Start of Available records
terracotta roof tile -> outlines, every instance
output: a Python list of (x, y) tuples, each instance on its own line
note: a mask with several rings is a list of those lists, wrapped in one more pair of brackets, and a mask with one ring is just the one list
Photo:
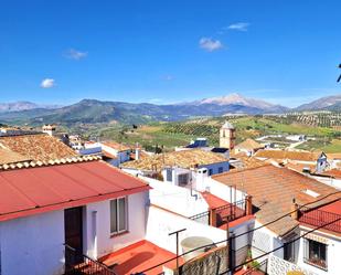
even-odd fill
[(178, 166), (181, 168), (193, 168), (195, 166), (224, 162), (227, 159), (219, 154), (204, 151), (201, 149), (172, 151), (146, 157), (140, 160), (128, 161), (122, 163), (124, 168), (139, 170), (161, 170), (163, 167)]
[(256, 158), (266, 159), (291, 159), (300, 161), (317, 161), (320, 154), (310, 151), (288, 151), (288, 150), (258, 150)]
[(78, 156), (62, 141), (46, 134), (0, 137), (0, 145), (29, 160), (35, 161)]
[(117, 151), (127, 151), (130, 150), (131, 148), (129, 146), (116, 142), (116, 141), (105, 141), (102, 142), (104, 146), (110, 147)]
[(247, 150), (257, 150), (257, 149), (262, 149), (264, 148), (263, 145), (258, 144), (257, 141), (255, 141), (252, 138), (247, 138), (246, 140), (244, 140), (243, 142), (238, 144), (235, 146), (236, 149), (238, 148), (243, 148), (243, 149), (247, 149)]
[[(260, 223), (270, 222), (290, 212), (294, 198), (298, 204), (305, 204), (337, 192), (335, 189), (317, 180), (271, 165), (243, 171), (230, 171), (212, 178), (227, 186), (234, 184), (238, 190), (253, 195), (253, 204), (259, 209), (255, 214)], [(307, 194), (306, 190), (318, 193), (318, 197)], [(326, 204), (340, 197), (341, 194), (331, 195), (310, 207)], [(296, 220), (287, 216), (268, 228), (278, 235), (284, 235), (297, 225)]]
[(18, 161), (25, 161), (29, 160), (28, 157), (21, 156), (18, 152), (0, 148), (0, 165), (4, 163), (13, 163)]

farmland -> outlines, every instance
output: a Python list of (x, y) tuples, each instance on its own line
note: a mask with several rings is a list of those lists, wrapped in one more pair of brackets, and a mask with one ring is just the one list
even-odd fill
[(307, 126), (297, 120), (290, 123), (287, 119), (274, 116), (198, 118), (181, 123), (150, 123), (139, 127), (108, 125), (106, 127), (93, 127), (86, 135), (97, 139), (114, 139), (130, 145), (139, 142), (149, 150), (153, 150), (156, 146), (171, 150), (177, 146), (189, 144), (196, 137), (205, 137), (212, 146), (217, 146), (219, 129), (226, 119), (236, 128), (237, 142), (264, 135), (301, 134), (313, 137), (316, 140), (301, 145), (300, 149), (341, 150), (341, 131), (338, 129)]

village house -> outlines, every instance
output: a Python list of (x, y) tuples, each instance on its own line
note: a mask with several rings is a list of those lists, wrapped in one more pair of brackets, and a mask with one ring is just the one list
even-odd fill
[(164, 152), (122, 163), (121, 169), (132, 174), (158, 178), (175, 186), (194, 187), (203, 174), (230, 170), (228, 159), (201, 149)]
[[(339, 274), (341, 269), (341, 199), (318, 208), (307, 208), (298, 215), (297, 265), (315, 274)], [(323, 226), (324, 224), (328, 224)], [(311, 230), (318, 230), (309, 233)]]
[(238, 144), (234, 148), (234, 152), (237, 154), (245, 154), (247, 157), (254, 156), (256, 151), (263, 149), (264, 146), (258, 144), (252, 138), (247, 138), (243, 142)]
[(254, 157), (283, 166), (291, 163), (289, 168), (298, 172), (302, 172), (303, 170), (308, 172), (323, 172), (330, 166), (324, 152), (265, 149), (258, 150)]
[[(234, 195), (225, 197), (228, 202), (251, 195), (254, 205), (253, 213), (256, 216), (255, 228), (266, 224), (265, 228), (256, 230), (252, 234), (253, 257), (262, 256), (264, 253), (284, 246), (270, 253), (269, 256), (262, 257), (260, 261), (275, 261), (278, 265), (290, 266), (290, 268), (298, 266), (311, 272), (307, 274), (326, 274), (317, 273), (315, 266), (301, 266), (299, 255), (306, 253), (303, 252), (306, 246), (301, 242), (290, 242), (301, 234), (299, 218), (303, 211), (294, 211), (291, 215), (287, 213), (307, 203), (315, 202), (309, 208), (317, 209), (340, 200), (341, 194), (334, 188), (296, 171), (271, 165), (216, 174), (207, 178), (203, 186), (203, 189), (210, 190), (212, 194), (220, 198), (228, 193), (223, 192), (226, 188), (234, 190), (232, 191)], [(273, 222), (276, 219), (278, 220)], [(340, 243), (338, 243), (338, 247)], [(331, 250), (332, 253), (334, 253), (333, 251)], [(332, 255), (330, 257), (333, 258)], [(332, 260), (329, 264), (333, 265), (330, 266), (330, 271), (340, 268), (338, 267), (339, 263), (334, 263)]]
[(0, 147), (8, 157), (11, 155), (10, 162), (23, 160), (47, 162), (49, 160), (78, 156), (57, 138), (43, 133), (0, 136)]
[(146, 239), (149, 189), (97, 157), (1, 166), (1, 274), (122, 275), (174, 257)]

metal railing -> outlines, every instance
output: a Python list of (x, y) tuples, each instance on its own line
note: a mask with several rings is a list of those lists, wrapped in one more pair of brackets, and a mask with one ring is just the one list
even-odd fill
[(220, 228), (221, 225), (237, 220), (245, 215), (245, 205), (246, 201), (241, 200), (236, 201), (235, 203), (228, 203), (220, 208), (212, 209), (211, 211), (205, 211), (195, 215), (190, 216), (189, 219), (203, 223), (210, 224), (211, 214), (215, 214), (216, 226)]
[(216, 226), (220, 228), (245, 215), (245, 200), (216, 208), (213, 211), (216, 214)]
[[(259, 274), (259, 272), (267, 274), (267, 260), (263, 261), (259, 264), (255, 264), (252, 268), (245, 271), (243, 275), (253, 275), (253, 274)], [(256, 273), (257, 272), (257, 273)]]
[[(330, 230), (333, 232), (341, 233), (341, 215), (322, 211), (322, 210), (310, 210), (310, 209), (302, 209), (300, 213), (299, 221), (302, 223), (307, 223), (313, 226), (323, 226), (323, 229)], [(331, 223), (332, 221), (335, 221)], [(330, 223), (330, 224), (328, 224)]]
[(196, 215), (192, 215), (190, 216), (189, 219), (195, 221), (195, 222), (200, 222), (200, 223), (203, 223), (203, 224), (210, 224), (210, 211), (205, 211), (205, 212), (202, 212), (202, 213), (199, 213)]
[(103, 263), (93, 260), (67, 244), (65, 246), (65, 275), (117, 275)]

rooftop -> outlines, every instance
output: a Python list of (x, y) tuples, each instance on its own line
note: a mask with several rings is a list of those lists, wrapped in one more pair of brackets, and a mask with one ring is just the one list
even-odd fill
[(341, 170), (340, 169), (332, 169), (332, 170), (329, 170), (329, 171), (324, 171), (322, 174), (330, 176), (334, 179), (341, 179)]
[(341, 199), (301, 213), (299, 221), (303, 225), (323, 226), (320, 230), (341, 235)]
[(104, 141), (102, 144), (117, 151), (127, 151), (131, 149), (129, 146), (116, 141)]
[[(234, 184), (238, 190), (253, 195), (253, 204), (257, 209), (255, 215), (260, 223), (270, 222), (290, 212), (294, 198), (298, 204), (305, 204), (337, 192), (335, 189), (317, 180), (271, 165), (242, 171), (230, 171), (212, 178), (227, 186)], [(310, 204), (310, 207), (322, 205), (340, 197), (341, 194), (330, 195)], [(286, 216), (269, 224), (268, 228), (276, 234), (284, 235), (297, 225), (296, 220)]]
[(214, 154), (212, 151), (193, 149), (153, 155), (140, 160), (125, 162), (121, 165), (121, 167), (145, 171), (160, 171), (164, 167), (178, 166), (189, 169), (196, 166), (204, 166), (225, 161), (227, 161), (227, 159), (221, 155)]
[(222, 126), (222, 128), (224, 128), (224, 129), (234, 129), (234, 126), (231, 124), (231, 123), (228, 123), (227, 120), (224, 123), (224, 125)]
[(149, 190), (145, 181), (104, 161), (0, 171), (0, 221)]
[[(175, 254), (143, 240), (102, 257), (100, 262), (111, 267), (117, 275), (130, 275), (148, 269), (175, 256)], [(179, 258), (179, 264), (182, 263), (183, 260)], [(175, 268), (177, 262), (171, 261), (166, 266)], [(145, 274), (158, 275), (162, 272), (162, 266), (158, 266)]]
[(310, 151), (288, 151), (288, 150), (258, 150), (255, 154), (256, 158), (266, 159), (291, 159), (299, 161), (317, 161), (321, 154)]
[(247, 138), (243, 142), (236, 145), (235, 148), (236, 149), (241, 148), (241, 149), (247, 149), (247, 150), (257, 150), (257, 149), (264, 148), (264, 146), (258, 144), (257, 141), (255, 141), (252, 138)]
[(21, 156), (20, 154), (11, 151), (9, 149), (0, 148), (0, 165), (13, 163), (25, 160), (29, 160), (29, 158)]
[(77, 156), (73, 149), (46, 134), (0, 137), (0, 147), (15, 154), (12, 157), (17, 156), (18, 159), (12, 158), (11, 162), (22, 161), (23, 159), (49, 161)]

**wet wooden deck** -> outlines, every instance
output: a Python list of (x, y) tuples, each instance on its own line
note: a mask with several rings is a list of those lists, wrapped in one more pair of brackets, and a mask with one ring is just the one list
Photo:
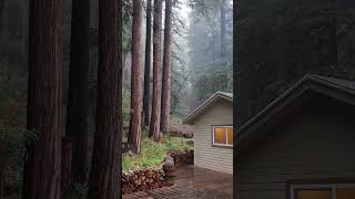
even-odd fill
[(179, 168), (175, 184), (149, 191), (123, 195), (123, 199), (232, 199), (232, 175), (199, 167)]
End of Available records
Start of Available records
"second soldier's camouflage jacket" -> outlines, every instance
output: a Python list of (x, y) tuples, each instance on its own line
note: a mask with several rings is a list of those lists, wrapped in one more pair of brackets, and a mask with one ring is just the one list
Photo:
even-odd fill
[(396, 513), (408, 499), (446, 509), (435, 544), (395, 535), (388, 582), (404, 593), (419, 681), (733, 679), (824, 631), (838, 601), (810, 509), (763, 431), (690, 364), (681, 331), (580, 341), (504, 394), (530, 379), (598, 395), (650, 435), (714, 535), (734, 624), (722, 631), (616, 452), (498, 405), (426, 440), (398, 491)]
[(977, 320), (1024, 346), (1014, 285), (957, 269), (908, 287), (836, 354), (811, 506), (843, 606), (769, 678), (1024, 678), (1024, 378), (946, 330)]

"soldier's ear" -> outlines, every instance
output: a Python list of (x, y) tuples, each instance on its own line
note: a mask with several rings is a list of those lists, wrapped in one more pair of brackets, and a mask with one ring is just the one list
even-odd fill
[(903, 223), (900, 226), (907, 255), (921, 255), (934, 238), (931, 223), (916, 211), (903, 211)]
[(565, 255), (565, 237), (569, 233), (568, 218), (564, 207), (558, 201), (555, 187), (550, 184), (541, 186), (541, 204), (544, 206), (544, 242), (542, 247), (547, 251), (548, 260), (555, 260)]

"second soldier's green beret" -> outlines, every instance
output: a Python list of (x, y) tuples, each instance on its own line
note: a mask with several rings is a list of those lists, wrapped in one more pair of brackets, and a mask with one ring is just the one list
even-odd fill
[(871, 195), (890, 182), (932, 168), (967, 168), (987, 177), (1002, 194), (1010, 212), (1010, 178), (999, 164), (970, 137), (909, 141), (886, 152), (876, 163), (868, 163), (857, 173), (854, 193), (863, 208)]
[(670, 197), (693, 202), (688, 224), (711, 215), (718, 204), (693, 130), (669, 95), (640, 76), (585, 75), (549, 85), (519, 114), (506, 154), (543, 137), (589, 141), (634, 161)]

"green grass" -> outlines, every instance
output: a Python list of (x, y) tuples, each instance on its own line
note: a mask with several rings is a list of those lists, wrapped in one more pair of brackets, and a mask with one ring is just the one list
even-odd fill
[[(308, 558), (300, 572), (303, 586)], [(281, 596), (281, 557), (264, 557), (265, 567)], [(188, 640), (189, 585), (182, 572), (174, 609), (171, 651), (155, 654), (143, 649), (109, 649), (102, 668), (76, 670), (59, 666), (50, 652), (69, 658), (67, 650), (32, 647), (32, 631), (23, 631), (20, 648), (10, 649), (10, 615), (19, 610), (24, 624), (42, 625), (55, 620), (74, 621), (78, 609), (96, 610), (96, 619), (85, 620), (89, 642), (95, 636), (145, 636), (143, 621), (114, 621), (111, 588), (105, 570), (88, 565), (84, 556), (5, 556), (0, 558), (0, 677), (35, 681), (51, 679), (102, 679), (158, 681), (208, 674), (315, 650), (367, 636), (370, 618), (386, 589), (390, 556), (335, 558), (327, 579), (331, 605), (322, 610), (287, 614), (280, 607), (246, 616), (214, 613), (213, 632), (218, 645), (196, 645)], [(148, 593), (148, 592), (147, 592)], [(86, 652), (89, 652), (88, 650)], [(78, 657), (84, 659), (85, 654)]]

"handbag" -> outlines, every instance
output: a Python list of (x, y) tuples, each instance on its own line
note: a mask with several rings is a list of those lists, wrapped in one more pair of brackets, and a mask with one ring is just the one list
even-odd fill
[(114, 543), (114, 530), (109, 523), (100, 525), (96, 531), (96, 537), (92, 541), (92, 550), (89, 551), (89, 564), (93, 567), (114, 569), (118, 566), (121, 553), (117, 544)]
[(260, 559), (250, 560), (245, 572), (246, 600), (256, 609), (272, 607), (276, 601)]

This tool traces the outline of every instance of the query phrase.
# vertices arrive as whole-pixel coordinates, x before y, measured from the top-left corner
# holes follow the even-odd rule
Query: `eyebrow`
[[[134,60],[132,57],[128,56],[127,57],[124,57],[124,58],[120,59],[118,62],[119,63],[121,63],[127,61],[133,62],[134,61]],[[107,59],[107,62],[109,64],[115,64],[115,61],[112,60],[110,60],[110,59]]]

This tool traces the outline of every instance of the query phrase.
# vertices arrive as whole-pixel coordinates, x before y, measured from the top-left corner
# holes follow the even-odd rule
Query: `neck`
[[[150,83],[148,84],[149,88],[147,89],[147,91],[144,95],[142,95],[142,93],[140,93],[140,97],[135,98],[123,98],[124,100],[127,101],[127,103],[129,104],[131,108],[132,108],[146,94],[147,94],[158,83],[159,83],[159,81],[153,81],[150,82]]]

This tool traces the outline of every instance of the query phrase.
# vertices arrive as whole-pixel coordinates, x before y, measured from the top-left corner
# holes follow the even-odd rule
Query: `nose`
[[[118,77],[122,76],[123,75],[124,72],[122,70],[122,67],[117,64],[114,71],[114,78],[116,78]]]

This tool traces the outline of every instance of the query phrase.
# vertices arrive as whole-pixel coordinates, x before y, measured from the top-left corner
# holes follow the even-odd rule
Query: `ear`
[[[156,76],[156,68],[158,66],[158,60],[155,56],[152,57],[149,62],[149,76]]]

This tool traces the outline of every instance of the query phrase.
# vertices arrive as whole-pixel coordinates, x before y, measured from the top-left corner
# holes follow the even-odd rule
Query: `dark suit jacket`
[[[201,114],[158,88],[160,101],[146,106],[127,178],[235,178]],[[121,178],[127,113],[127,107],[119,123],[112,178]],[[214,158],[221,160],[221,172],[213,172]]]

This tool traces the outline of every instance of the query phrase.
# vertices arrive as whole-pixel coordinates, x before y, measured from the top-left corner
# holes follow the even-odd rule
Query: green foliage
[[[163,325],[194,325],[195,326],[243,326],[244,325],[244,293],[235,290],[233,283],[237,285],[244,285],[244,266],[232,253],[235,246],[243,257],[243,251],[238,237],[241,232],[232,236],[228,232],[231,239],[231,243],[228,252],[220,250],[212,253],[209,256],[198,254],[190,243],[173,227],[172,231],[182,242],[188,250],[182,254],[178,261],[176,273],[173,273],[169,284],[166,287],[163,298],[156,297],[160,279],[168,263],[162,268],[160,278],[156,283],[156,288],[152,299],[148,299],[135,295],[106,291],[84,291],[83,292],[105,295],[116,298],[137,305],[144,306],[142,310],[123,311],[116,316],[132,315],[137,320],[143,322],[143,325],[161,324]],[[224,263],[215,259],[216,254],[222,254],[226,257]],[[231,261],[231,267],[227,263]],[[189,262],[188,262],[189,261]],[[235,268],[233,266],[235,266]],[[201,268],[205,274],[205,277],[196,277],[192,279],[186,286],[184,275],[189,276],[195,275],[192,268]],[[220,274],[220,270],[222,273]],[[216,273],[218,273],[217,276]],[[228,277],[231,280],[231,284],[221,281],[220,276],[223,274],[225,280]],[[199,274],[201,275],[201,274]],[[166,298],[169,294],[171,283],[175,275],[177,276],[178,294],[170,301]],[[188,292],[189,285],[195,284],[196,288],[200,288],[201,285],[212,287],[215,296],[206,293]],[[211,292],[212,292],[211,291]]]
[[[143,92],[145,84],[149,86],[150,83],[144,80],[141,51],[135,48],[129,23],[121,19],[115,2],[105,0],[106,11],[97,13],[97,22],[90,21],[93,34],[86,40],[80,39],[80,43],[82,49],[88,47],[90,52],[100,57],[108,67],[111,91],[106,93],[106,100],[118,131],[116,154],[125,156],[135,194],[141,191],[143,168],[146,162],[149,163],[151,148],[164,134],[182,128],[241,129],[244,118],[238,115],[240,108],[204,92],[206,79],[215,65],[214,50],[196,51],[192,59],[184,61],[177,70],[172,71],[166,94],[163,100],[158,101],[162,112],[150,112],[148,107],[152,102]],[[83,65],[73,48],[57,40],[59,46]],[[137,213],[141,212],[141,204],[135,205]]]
End of Available records
Start of Available records
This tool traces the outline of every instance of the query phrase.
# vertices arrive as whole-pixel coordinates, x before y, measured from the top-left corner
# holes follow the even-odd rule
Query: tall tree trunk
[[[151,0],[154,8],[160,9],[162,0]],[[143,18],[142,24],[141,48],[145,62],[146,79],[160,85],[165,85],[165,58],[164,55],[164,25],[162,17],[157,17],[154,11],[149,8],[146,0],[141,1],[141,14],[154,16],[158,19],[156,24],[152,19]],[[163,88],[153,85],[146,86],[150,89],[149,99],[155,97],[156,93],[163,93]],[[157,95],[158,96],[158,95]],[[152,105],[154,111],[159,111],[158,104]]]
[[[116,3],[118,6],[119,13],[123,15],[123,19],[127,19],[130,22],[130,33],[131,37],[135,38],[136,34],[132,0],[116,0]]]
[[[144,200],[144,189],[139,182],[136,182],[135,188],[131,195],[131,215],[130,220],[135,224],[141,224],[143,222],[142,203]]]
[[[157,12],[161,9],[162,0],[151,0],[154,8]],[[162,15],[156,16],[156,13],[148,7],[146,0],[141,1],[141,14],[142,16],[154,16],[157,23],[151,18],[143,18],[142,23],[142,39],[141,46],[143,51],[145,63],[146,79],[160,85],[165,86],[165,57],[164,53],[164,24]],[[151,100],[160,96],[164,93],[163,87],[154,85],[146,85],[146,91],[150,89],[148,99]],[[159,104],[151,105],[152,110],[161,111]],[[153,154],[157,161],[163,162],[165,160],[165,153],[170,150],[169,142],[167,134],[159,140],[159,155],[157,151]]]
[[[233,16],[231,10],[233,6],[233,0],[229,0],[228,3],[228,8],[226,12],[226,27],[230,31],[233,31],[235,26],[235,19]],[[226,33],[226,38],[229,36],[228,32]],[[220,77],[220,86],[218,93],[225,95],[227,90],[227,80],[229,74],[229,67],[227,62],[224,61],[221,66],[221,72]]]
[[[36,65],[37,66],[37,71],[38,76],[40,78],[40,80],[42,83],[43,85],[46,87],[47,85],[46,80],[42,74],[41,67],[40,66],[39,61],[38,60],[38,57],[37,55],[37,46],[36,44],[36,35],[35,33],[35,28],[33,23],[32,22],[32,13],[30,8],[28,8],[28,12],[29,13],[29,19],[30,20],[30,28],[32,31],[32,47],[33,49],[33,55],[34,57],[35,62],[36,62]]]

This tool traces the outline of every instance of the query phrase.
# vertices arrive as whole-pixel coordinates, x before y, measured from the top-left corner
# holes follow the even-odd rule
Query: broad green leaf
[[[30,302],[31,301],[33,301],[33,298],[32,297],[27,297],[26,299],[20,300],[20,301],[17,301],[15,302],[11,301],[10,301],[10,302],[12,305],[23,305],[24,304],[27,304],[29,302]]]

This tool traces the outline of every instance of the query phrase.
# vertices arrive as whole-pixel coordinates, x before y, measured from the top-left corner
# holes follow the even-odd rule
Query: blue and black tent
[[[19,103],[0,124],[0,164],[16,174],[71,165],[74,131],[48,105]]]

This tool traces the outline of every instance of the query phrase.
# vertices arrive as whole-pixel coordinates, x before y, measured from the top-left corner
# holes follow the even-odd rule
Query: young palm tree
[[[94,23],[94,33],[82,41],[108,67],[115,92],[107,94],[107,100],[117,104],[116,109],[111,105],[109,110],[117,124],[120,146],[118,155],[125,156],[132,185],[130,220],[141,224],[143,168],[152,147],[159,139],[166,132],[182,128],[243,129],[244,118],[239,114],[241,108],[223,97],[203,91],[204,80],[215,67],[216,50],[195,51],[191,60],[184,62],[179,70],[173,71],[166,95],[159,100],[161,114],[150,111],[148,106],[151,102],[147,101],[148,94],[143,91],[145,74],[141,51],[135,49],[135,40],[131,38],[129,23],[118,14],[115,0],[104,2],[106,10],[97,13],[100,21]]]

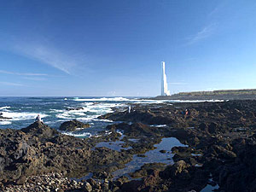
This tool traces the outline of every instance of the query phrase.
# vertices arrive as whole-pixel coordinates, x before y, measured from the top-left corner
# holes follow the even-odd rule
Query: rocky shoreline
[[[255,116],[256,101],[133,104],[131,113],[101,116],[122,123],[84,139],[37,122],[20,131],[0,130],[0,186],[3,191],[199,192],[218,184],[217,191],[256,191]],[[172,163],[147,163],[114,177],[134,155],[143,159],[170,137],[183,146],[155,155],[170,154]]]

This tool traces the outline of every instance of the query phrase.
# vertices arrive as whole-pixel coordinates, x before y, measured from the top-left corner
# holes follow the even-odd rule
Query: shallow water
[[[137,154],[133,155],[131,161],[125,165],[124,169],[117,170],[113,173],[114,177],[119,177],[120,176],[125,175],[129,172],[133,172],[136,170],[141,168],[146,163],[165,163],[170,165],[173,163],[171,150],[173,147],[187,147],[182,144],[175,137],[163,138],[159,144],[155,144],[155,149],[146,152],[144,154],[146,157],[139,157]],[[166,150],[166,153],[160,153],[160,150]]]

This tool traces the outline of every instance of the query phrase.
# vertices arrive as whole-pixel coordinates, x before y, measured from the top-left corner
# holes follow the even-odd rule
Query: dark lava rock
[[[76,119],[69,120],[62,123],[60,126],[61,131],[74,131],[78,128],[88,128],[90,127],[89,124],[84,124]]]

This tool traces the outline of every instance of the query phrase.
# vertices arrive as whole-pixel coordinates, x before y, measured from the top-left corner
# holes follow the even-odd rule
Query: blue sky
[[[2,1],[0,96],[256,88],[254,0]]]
End of Available records
:: Exercise details ::
Rename "mask" to "region" in the lines from the line with "terracotta roof tile" up to and including the line with "146), (110, 147)]", and give those lines back with nothing else changed. Leave the pictures out.

:: Solution to the problem ::
terracotta roof tile -> outlines, every instance
output: a Python list of (x, y) tuples, each instance on its own line
note: a region with several rings is a list of those lists, wrapped in one more pair of brackets, and a region with one ring is just the one list
Photo:
even-odd fill
[(178, 166), (181, 168), (193, 168), (195, 166), (224, 162), (227, 159), (219, 154), (204, 151), (201, 149), (172, 151), (146, 157), (140, 160), (128, 161), (122, 163), (124, 168), (139, 170), (161, 170), (163, 167)]
[(256, 158), (266, 159), (291, 159), (300, 161), (317, 161), (320, 154), (310, 151), (288, 151), (288, 150), (258, 150)]
[(78, 156), (62, 141), (46, 134), (0, 137), (0, 145), (29, 160), (35, 161)]
[(117, 151), (127, 151), (130, 150), (131, 148), (129, 146), (116, 142), (116, 141), (105, 141), (102, 142), (104, 146), (110, 147)]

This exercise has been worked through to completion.